Exercise aim: What is needed is the full set of records, word for word, with no pictures.
--- Source material Enclosed Below ---
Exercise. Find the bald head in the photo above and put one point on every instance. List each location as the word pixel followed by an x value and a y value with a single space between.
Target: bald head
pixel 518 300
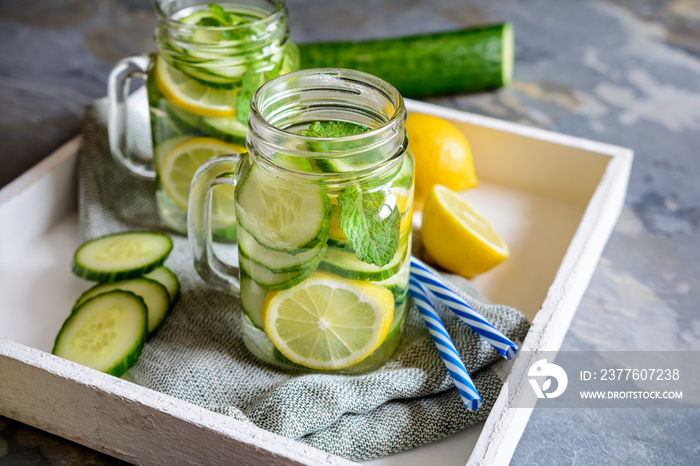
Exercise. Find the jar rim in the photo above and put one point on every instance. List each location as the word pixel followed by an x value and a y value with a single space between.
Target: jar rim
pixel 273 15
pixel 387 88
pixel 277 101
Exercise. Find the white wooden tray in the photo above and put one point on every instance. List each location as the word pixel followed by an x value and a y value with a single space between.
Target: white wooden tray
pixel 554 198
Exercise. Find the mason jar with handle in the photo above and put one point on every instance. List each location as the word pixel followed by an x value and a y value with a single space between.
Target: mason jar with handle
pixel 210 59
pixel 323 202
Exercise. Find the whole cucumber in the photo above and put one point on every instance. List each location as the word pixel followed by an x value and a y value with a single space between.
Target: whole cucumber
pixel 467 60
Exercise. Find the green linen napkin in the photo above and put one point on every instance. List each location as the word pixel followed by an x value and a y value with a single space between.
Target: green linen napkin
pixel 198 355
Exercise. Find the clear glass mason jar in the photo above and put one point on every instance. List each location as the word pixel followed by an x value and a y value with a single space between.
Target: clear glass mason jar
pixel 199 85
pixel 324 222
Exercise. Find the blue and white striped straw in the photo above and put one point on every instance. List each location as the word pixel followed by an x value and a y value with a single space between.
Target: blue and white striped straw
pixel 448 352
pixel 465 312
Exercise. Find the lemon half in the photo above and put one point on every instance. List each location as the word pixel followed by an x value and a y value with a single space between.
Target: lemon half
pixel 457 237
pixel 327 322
--- End of Enclosed Source material ---
Answer:
Exercise. Find the bald head in the photo above and put one point on every instance. List each location as the word pixel followed by an x value and a y value with a single space between.
Target: bald head
pixel 518 300
Exercise. Find the jar rim in the photo above and put one point on every instance. List each location as the word pixel followed by an x value and a y value with a single space between.
Target: jar rim
pixel 273 15
pixel 387 88
pixel 277 101
Exercise. Find the white wooden tray in the photo above and put one point on every instance. List each location as the word pixel followed by an x value and a y value with a single space between.
Target: white wooden tray
pixel 554 198
Exercise. Find the mason jar with handle in the photo above and put one point on every instance. List each location as the word pixel followed by an x value and a y value with a single space between.
Target: mason jar with handle
pixel 210 59
pixel 323 202
Exercise. Find the whole cucumber in the photo above and put one point on every instance. List each location as the word pixel followed by an x value and a y value with a single space between.
Target: whole cucumber
pixel 467 60
Exercise. Find the green linen napkin in the photo above and put one point on every instance. List each location as the word pixel followed by an x value and a y value with a single space between.
Target: green linen napkin
pixel 198 355
Exercise. Find the clear glass mason jar in the photo above and put one point on every instance. List each location as the word pixel followed by an x value and a y value with a single space between.
Target: clear glass mason jar
pixel 199 85
pixel 324 222
Exercise. Find the blue and white striped straw in the photo above and put one point on every instance. List each location as the word pixel followed by an x value and a y value with a single space between.
Target: blue and white striped straw
pixel 448 352
pixel 465 312
Exercise. Find the lemon half in the photo above and put one point on every instance. List each location as the word pixel followed by an x value and a y value with a single space between.
Target: lemon half
pixel 457 237
pixel 327 322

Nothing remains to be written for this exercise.